Task details:
Return the entries below unchanged, copying every line in its original order.

Information provided:
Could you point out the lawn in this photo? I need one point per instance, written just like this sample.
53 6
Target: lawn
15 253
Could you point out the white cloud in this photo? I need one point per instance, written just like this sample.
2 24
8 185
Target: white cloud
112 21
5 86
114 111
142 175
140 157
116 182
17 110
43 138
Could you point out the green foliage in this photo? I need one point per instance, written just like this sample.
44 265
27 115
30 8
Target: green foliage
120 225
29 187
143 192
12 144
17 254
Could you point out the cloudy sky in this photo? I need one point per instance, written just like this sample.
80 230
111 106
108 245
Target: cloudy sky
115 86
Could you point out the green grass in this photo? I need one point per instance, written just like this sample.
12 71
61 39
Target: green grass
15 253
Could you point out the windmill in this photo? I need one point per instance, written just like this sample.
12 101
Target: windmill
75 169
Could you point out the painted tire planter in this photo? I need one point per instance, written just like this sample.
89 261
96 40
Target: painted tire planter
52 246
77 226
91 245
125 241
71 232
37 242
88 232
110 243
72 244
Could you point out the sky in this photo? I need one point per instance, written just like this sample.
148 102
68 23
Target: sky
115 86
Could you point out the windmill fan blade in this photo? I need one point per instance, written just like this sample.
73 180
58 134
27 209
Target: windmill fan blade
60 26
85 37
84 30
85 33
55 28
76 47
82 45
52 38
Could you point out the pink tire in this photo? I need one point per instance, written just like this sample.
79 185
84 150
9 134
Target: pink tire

The answer:
Could you point out the lawn in this photo? I need one point per instance, written just like this sample.
53 6
Target: lawn
15 253
Could you point out the white cloud in this photo? I need one point per instance, written just like this sample.
2 24
8 185
Target: white cloud
112 21
5 86
114 111
142 175
140 157
116 182
17 110
43 138
Could you point out the green foliage in this photo? I need one point per instance, written just like this sample.
44 265
27 115
30 8
Target: green foliage
120 225
29 187
143 192
12 144
17 254
Could you point out the cloudy sky in this photo? I need one point per instance, written just like this sample.
80 230
111 106
108 245
Target: cloudy sky
115 86
Could you point out the green grass in this photo? I need one point per instance, written just like this sample.
12 71
61 39
Target: green grass
15 253
Could you point out the windmill in this photo? I need one point per instance, written just like this sample.
12 101
Target: windmill
75 169
Could you point out the painted tire planter in this photo? I need one point per instance, written just like this sample.
89 261
96 40
Target: painted tire planter
52 246
77 226
91 245
125 241
71 232
37 242
88 232
110 243
72 244
Could you point out the sky in this photo? I need one point per instance, written just like this sample.
148 102
68 23
Target: sky
115 86
Could you point out the windmill fan blade in this photo? I need one point per instance, written just like this sample.
73 180
58 134
27 209
Target: windmill fan blade
60 26
85 37
84 30
85 33
55 28
76 47
82 45
52 38
Could you point out the pink tire in this photo? I need one point per instance, written just like this sample.
79 185
84 150
9 134
Target: pink tire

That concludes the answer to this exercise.